Directions -
Copy out only those lines running from the line with "In the photo above, where can the overcast" to the end of the listing, keeping each one exactly as it is.

[Records from a data collection]
┌──

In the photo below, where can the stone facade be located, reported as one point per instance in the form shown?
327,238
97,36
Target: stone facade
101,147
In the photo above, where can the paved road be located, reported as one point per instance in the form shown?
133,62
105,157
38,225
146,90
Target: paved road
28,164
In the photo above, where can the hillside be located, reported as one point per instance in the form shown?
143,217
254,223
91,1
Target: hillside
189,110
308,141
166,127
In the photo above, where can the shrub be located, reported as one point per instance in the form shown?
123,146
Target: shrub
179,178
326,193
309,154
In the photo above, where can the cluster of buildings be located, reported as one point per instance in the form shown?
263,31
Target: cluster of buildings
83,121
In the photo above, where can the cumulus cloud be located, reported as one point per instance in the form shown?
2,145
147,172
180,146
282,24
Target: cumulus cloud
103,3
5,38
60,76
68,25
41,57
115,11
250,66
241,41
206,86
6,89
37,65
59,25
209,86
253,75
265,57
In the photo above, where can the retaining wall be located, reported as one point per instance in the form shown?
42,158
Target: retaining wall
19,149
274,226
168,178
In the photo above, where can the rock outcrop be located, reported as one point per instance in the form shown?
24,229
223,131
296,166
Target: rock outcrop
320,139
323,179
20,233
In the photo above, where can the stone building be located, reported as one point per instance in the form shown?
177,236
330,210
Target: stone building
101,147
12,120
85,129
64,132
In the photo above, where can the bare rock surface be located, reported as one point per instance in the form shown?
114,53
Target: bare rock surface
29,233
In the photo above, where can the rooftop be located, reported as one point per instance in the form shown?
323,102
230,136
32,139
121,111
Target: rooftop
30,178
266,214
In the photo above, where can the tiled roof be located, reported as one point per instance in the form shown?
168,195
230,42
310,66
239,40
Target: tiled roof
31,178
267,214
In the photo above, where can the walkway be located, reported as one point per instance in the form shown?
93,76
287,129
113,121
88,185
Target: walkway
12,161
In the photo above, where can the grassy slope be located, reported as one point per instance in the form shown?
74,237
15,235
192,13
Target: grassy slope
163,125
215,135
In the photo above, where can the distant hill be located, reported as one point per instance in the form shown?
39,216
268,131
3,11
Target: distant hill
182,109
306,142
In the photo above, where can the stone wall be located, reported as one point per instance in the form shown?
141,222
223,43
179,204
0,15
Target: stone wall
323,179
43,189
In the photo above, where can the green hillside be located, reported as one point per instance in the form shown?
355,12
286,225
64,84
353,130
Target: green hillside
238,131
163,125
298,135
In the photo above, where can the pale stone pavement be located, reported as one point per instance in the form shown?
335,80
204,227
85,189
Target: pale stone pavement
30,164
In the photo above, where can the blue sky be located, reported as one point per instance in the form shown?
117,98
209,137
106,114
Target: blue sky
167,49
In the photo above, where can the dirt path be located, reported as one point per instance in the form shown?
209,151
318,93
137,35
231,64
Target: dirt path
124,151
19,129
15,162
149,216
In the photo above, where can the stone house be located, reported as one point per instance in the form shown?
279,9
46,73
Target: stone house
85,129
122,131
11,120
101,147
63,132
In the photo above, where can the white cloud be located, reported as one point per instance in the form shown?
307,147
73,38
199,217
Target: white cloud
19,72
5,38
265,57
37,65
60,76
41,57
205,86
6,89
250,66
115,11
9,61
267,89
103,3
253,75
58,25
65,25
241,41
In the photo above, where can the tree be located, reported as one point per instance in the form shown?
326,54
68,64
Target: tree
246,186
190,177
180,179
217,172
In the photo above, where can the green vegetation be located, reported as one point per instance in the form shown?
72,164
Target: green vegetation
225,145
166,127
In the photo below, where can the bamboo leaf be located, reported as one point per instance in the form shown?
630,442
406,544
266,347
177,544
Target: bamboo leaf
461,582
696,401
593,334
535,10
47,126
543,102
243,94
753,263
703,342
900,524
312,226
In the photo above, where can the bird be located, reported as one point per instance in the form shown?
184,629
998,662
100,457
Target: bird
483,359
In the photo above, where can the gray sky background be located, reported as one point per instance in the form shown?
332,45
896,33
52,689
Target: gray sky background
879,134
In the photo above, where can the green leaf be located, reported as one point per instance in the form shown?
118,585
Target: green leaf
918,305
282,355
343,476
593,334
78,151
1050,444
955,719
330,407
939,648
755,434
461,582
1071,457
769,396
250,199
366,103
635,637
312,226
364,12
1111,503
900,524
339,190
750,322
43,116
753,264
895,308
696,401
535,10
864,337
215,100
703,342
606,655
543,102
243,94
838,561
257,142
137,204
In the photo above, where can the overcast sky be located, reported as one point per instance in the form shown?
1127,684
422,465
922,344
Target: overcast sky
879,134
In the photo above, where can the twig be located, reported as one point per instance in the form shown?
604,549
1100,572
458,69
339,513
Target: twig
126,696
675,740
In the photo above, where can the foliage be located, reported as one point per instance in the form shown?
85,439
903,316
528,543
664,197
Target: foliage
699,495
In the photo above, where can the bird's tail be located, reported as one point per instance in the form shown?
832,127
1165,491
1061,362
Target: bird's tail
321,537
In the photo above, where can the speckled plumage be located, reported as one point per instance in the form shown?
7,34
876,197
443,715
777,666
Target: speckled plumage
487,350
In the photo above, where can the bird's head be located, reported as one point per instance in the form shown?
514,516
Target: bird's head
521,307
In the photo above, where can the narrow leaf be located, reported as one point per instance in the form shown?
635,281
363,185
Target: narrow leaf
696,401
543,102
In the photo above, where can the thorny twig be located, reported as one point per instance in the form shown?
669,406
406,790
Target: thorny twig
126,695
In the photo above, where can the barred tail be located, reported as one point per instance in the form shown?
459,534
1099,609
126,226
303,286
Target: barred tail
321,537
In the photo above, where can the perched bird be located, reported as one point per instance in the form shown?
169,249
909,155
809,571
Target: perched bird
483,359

└──

Written answer -
In the photo above, where can the overcast sky be located, reported as one point per instance in the form shown?
1127,684
422,465
922,344
Target: overcast sky
879,134
In the photo above, where can the twig be located, reported as one point per instance in the form shown?
604,549
1100,572
458,69
339,513
Target: twig
126,696
675,740
In the photo above, where can the foliage be located, reported as one point per instance in the form shown?
85,439
903,316
528,543
664,197
Target: foliage
699,495
In the photo above, where can the bird's tail be located, reported as one point per instance in the form shown?
832,127
1165,491
1061,362
Target: bird's tail
321,537
In the photo above, where can the speckled plumage be located, reported as one point per instance in the form shown?
7,34
876,197
443,715
777,666
Target: speckled plumage
487,350
In the photo above, where can the bird's head be located, reported as one point per instance in the form shown?
514,516
Target: bird's head
521,307
In the photo above, where can the narrow leaf be located, reported as one point per instance in the form shown?
635,281
363,185
Target: narrow leaf
696,401
543,102
In the photo above, where can the thorny twig be located, reported as one point per instance in the form shown?
669,406
406,790
Target: thorny twig
126,695
In the photo above, where can the barred tail be located, reported as one point per instance in the form shown?
459,534
1099,609
126,226
303,286
Target: barred tail
321,537
In the photo above, where can the perched bird be located, reported as one point per instance in the form shown?
169,249
909,155
809,571
Target: perched bird
483,359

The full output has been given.